_Data entries_.
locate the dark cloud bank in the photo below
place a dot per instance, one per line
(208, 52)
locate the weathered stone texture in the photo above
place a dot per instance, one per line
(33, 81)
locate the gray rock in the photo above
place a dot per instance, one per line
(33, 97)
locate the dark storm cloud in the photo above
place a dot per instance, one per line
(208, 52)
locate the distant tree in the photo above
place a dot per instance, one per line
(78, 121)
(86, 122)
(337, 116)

==

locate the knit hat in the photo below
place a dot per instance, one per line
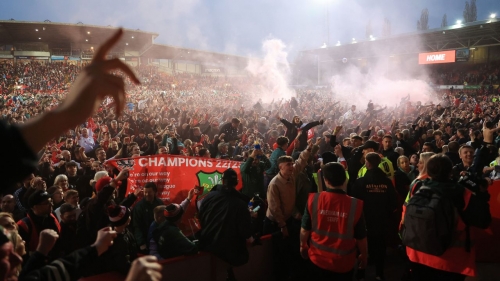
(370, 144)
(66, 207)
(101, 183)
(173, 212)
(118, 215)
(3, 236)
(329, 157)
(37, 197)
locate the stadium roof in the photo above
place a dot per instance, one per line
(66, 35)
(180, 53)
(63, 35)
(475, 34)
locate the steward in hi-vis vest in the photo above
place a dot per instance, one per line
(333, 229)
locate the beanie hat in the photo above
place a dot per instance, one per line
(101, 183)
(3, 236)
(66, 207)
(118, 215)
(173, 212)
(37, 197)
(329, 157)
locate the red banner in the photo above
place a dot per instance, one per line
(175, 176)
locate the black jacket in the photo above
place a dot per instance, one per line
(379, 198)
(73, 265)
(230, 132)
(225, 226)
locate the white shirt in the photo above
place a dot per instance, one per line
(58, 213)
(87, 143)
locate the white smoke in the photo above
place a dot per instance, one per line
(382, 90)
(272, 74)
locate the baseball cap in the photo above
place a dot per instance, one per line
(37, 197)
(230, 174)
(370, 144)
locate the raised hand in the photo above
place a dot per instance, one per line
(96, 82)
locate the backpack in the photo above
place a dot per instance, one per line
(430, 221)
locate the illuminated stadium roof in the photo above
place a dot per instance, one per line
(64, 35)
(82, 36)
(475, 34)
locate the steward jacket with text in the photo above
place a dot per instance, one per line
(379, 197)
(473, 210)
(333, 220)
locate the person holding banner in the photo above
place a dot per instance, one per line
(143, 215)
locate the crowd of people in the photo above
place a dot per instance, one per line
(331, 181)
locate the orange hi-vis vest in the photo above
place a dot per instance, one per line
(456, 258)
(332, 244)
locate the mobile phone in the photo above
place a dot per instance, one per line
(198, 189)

_Work to do_. Report each line of the listing that contains the word "white", copying every such line in full. The match is case-sensitive.

_Solved exercise_.
locate the white shirt in the photo above
locate the white smoke in the photo above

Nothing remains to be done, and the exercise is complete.